-------- Selected passage
# Chicken Leg Quarters+Brine+Qview



## the dude abides

Hey all,
Did a batch of chicken leg quarters for the family this weekend.  I brined them for about 4 hours before.

Enjoy the view

Here's my list of ingredients for the brine
1 cup Coarse Ground Kosher Salt
1 cup Brown Sugar
-The rest is just basically eyeballing, meaning I just threw a buch of stuff in there.
Hot Sauce
Ground Oregano
Black Pepper
Garlic Powder
Soy Sauce
Worcestershire Sauce
(I know there's honey in the pict, but it's not in the brine)






I put all of this into a very large stainless steel bowl and put over medium low heat and stirred until the salt broke down





Then ice to chill it down BEFORE the bird parts go in.  For all beginners this is important for safety reasons.  





I got a good deal on 10lbs of leg quarters










...next add the parts ( I did about 5 pounds ) add enough cold water to cover chicken and put it in the refridgerator.  This is when I'm happy I have an extra fridge in the garage.  





next a little snack for the chef.  Some Braunschweiger and crackers





after about 4 hours I pulled the bird parts and laid them on paper towels on a cookie sheet.  I dabbed off the excess water from the top and gave them a generous sprinkle of rub and let them sit out for about a half hour while I got the Weber ready to go





Here they are going down on the Weber with Mesquite wood





ahhhh the smell of the TBS





The Dude Jr. approved! (of the chicken more than the camera)










Thanks for looking.


----------



## grothe

Very nice quarters Dude...


----------



## bigbaldbbq

Nice!! It looks good.


----------



## meat magician

Those look yummy!


----------



## ronp

Ahh, my favorite. Good job.


----------



## fire it up

Some good looking chicken Dude, and of course you brined, that's a must whenever I do poultry.  Anything special in that rub you want to share?
Think I'll throw a few of those tasty quarters on next time I smoke.
Thanks for making me hungry.


----------



## cowgirl

Tasty looking quarters Dude!! Little Dude is a cutie too.


----------



## alx

Good looking meal.Thanks for Q-view.


----------



## the dude abides

I love smoking thighs and quarter.  Probably my favorite thing to do this early in my young smoking career.  That rub is actually a store bought.  I have one of my own (needs some work) but I really like this one.  It's JB's Fatboy BBQ All Purpose brand.  They have a line of stuff.  Pretty good.  Here's a link to their site...http://jbsfatboy.com/

Thanks Cowgirl.  Any compliment from you is highly respected.  Not because you don't give them out, but because I'm not good enough to wash your dishes.  LOL  Little Dude looks just like me.  He's my little taste tester.
----------------
Challenge A ::
In the chicken leg quarter thread, why is ice added to the brine before the chicken goes in? Answer in one to three sentences.
Challenge B ::
Duplicate the chicken leg quarter thread from "Some good looking" to "a cutie too.".
Challenge C ::
Pick up the chicken leg quarter thread at its last sentence and carry it on.
The lines after this point come from a separate source.
-------- Material
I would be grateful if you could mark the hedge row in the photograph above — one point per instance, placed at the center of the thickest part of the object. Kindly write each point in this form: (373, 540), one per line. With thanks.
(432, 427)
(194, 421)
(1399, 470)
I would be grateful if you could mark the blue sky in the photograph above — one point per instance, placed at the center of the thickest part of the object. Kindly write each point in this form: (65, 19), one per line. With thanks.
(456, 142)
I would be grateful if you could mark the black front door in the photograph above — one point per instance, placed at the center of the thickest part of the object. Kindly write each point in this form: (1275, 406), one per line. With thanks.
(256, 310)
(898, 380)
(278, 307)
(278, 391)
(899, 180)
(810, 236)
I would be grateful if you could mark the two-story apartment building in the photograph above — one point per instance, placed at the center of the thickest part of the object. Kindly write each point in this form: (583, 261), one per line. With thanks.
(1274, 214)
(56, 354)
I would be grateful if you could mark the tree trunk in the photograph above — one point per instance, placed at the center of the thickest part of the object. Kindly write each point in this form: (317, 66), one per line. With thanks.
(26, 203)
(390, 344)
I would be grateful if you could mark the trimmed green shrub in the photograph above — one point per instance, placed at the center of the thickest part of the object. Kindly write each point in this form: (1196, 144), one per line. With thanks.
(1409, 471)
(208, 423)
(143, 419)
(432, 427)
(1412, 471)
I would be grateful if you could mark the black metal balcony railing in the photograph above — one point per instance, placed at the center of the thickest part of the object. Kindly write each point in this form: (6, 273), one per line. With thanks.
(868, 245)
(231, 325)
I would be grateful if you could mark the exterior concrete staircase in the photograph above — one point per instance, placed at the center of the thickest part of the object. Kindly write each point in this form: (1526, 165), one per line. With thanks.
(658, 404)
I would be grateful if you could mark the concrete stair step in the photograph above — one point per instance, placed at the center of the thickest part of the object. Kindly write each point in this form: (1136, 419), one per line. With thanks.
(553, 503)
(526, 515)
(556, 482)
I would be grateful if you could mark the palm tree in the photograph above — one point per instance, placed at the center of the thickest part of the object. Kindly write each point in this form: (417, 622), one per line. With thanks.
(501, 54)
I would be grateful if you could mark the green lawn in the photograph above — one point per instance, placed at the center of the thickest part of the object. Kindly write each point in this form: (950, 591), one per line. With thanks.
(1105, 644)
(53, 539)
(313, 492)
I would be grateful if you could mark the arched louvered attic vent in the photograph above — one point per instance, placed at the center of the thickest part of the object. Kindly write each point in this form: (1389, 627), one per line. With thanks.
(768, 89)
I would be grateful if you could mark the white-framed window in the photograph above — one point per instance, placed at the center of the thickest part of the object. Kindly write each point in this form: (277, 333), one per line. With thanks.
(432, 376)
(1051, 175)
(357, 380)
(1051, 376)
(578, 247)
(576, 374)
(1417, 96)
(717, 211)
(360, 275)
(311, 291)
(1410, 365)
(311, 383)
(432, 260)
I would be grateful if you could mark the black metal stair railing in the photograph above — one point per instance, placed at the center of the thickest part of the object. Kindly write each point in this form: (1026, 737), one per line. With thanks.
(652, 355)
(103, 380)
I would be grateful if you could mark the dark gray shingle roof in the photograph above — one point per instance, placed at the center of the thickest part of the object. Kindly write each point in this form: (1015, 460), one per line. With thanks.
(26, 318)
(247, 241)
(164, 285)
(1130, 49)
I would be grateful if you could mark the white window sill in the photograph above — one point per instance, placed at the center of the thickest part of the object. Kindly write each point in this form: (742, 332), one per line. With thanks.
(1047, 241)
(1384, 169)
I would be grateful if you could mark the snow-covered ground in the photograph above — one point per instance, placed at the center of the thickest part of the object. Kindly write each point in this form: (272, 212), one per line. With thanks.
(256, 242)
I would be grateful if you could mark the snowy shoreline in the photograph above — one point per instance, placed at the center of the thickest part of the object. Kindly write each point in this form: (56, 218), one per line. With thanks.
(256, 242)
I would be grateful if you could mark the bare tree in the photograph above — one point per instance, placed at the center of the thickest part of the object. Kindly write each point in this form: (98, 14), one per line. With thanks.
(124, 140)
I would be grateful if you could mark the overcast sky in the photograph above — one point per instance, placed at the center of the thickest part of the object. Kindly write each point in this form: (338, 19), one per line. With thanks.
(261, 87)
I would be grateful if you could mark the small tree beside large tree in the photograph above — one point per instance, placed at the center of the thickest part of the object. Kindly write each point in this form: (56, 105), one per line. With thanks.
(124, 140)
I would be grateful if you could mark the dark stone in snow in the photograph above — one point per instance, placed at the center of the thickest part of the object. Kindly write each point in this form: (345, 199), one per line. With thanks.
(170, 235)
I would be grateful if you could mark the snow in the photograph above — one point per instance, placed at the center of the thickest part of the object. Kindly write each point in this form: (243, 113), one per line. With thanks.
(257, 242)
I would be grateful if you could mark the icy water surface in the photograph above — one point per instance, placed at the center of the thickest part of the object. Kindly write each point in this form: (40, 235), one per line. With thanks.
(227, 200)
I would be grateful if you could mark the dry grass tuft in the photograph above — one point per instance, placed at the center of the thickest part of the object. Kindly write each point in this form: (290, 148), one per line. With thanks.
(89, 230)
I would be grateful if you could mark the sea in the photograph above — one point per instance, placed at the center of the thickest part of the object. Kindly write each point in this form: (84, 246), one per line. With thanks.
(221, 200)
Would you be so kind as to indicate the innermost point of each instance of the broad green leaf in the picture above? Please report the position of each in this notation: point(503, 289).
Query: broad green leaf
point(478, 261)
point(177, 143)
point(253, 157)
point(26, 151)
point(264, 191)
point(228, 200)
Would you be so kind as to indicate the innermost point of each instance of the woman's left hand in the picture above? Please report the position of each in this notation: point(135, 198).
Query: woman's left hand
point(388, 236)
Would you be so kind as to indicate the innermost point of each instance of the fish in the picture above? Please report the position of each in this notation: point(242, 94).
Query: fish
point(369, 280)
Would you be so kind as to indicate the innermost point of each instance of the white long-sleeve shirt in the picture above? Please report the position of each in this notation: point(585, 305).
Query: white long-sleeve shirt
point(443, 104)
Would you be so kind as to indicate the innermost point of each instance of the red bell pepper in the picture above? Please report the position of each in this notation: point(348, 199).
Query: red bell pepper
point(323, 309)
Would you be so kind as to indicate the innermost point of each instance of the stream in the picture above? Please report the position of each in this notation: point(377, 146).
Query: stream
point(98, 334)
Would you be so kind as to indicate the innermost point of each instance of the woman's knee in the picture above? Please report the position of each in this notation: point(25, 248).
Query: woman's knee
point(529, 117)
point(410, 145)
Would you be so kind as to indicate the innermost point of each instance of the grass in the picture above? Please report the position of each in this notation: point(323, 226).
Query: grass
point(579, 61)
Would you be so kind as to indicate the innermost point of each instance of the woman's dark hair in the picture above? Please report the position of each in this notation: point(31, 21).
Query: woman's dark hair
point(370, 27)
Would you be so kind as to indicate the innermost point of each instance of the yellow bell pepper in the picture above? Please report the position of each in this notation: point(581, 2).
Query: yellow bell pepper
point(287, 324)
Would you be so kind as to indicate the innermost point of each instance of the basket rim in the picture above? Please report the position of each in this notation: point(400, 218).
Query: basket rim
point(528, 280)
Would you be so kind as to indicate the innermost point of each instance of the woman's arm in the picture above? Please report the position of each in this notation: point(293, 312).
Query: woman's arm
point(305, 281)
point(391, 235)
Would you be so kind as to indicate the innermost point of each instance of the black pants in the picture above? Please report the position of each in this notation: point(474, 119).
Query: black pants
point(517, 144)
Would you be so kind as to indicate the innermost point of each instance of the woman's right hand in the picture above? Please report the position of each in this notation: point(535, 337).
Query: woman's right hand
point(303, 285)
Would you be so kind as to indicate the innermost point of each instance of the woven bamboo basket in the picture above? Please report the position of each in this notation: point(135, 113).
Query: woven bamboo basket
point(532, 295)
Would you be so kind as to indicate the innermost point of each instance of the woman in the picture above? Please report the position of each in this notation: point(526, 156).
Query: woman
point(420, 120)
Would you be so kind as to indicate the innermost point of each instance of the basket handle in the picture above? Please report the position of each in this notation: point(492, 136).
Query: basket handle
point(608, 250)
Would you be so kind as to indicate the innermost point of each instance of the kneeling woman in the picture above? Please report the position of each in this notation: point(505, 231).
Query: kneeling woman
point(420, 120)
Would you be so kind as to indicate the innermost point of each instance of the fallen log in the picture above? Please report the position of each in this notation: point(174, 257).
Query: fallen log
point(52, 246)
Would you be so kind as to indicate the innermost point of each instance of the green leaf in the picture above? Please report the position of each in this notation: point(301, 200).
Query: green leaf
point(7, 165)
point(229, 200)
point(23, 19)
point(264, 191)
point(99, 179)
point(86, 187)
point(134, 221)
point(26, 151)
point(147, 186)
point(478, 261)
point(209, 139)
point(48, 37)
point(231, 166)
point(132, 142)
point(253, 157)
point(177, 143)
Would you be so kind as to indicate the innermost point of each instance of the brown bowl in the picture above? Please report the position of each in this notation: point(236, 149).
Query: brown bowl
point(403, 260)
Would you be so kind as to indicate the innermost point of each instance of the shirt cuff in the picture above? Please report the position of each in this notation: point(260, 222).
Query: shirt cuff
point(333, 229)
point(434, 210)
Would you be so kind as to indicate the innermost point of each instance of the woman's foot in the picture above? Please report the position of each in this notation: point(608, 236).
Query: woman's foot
----------------
Answer A ::
The hot brine is chilled with ice before the chicken parts are added because this step matters for safety. The thread stresses that beginners in particular should follow it.

Answer B ::
Some good looking chicken Dude, and of course you brined, that's a must whenever I do poultry.  Anything special in that rub you want to share?
Think I'll throw a few of those tasty quarters on next time I smoke.
Thanks for making me hungry.


----------



## cowgirl

Tasty looking quarters Dude!! Little Dude is a cutie too.

Answer C ::
----------



## m1tanker78

Nice work there Dude!  It's an awesome feeling when you can take a relatively inexpensive buy and turn it into a delicasy.  LQ's are probably one of my most requested smokes by family and friends because I practically taught myself how to smoke with them.  I've never had much luck with brines so I stay away from them.

Once again, great job Dude,

Tom


----------



## richoso1

Chicken quarters are my fav cut, thanks for sharing my friend.


----------



## cman95

Good job dude, mighty tasty looking.


----------



## irishteabear

They sound good and look good too.


----------



## bassman

Those are some fine looking quarters.  I need to get those on my list again.  Thanks for sharing.


----------



## rons

Nice brine! I gotta get more creative like that, those look great!


----------



## rivet

Dude, mighty fine looking quarters there! 

You cook them just how I like them... well cooked chicken skin off a thigh cannot be beat and yours looked just right. Some folks peel it off or say it's too dark, I say it's some of the best tasting part especially if they have a great rub on them. 

Good job on that, as well as the whole leg quarter thing. By reading the thread most of us agree that LQ are the way to go! 

Good score on the price too.....  0.49/lb is a great deal and worthy  of buying for the freezer. Also, thanks for the details on the brine. Makes me want to give it a shot too, since I've never brined. Dunno why, just always seemed like a PITA.


----------



## budlighting

oh yea,that looks good!gonna be in the 80's the end of the week.I'll finally get to teach myself how to smoke like the pros here on this site!Nice Q's


----------



## cruizer

Good looking quarters there Dude.


----------



## faith davis

we love this recipe and is now our in our monthly rotation. thanks for a wonderful recipe.


----------



## oldschoolbbq

Great looking , Dude 
	

	
	
		
		



		
		
	


	





A 'high five' for Little Dude.  He looks "Better" than you , though . . .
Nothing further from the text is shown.